──────── Data for this task

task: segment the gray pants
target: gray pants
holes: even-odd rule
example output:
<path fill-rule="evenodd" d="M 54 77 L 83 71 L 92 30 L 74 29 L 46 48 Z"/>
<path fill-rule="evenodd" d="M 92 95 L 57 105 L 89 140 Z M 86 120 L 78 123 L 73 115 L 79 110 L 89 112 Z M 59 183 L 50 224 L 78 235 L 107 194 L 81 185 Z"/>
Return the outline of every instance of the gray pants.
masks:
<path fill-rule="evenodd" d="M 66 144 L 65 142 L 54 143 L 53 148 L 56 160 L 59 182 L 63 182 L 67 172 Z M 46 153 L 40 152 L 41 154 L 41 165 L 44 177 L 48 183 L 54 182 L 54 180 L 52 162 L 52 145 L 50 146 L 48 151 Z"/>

────────────────

*Goal*
Return all of the data above line for line, with nothing changed.

*Response*
task: segment the gray pants
target: gray pants
holes: even-odd rule
example output:
<path fill-rule="evenodd" d="M 54 77 L 83 71 L 92 30 L 74 29 L 46 48 Z"/>
<path fill-rule="evenodd" d="M 92 95 L 57 105 L 89 140 Z M 86 120 L 78 123 L 73 115 L 79 110 L 89 112 Z M 59 183 L 50 224 L 78 235 L 107 194 L 81 185 Z"/>
Return the outline of every instance of the gray pants.
masks:
<path fill-rule="evenodd" d="M 66 144 L 65 142 L 54 143 L 53 148 L 56 160 L 59 182 L 63 182 L 67 172 Z M 46 153 L 40 152 L 41 154 L 41 165 L 44 177 L 48 183 L 54 182 L 54 180 L 52 162 L 52 145 L 50 146 L 48 151 Z"/>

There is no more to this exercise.